* SOURCE TEXT:
+++

Scott Brooks studies gender naturalistically, through fieldwork and participant observation. Professor Brooks is currently engaged in making sense of the role and use of basketball for young men in urban settings and the role of adult males in the lives of young basketball players. Moreover, Professor Brooks is interested in how individuals play and use gender roles via interaction to define themselves and others.

Katja M. Guenther (PhD, University of Minnesota, 2006) conducts research on gender, social movements, and the state in comparative perspective. She is especially interested in how gender and opportunities for feminist resistance vary across places and scales of governance. Her primary research project focuses on the development of local feminist movements in eastern Germany since the collapse of state socialism there. A secondary branch of her research program examines interactions between the gender policies of the European Union (EU) and the gender policies of the EU’s member states. She employs feminist methods and epistemologies in her fieldwork. She has published papers in edited anthologies and the journal Social Politics: International Journal on Gender, State, and Society, and has papers forthcoming in Politics & Gender and Qualitative Research.

Alfredo Mirandé (PhD, University of Nebraska-Lincoln, 1967) has published two books and a number of articles that focus on gender. La Chicana: The Mexican American Woman, co-authored with Evangelina Enriquez, was the first work on Chicanas published by a major press (University of Chicago). Mirandé is also the author of Hombres y Machos: Masculinity and Latino Culture, Westview Press. Mirandé has published a number of articles focusing on the intersection of race, class, gender, and law, and teaches graduate and undergraduate in these areas.

Karen Pyke (PhD, University of California, Irvine, 1993) studies the gendered and racial experiences of second generation Asian Americans, “parachute” children from Asia who live in the U.S. apart from their parents, and multiracial and biracial Asian Americans. She is especially interested in gendered racism, internalized oppression and the reproduction of inequality, and the co-construction of gender and ethnic identity. Pyke has also done research on gender, class, and power dynamics in marriage. She has published research in Gender & Society, Journal of Marriage and the Family, Journal of Family Issues, and Qualitative Sociology.

+++

* SET EXERCISE A:
Answer these questions about the faculty profiles:
(i) Which sport does Scott Brooks study in relation to young men in urban settings?
(ii) Who co-authored La Chicana: The Mexican American Woman with Alfredo Mirandé?
(iii) From which university and in what year did Katja M. Guenther receive her PhD?
* SET EXERCISE B: Continue the faculty profiles on gender research from the point where they stop.

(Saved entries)
+++

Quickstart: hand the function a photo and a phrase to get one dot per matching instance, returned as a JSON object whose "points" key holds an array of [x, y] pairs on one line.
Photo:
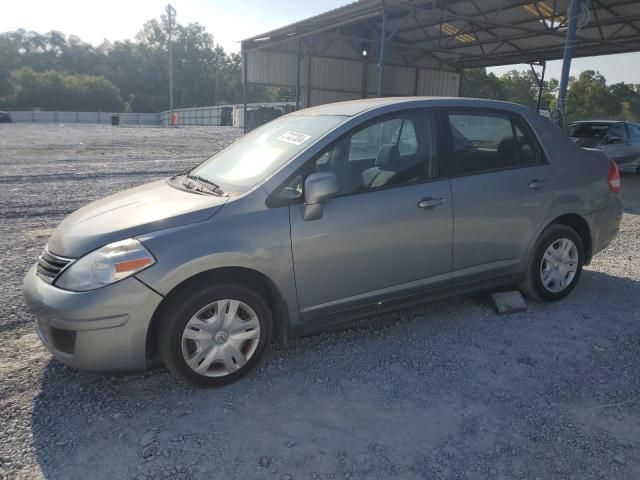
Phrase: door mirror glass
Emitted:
{"points": [[612, 138], [319, 187]]}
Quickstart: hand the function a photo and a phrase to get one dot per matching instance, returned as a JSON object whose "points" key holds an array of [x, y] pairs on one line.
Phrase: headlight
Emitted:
{"points": [[106, 265]]}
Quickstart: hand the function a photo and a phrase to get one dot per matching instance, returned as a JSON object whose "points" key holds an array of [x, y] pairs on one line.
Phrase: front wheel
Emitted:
{"points": [[215, 336], [556, 264]]}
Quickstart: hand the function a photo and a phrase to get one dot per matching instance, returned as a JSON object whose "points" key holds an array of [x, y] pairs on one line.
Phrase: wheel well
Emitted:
{"points": [[580, 225], [243, 276]]}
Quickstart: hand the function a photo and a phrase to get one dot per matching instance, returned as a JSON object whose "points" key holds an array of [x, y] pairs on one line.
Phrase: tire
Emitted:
{"points": [[551, 277], [196, 328]]}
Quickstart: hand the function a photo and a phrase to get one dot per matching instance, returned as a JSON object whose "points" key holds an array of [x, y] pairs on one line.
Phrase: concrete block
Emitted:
{"points": [[509, 302]]}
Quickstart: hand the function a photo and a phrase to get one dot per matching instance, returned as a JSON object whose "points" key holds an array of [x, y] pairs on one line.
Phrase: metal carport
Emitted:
{"points": [[420, 47]]}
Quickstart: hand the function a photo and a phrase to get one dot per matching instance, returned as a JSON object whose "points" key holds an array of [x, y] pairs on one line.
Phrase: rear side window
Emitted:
{"points": [[634, 132], [484, 141]]}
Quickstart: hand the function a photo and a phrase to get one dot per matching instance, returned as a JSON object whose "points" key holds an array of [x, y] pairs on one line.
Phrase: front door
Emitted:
{"points": [[390, 228], [502, 190]]}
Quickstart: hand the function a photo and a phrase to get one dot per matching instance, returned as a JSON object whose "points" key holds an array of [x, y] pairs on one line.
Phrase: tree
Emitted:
{"points": [[588, 98], [51, 90], [629, 97]]}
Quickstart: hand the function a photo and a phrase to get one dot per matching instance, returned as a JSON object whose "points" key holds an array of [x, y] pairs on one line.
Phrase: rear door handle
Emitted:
{"points": [[538, 184], [430, 203]]}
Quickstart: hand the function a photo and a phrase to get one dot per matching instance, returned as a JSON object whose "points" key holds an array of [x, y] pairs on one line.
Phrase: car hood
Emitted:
{"points": [[147, 208]]}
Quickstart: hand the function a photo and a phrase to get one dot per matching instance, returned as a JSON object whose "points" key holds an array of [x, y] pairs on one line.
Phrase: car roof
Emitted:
{"points": [[602, 122], [354, 107]]}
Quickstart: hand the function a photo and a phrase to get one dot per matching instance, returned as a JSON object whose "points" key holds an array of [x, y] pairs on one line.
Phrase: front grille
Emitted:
{"points": [[50, 265]]}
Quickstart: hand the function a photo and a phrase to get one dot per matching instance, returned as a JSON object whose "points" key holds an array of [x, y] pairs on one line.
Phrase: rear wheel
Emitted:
{"points": [[556, 264], [215, 336]]}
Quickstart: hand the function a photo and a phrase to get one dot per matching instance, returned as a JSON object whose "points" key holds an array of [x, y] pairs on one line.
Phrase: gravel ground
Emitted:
{"points": [[447, 390]]}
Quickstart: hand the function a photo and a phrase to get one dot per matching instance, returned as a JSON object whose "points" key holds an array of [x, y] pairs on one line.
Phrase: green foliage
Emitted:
{"points": [[588, 97], [204, 74], [51, 90]]}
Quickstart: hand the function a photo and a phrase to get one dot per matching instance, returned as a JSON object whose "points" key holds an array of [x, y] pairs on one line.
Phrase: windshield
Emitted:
{"points": [[595, 131], [259, 154]]}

+++

* EXERCISE OUTPUT A:
(i) Basketball.
(ii) Evangelina Enriquez.
(iii) The University of Minnesota, in 2006.

* EXERCISE OUTPUT B:
Ellen Reese (PhD, University of California, Los Angeles, 1998) examines the politics of welfare in the United States, past and present. She is currently writing a book comparing the 1950s welfare backlash with the present one. Her book focuses on how race, class, and gender interests conspired to limit poor mother’s welfare rights in both periods, and why welfare retrenchment has worsened in recent years. Her latest research project examines contemporary women’s mobilization to improve their welfare rights and public childcare policies. Her research has been published in Gender & Society, Work and Occupations, Social Politics: International Journal on Gender, State, and Society, Journal of Poverty, and Race, Gender, and Class.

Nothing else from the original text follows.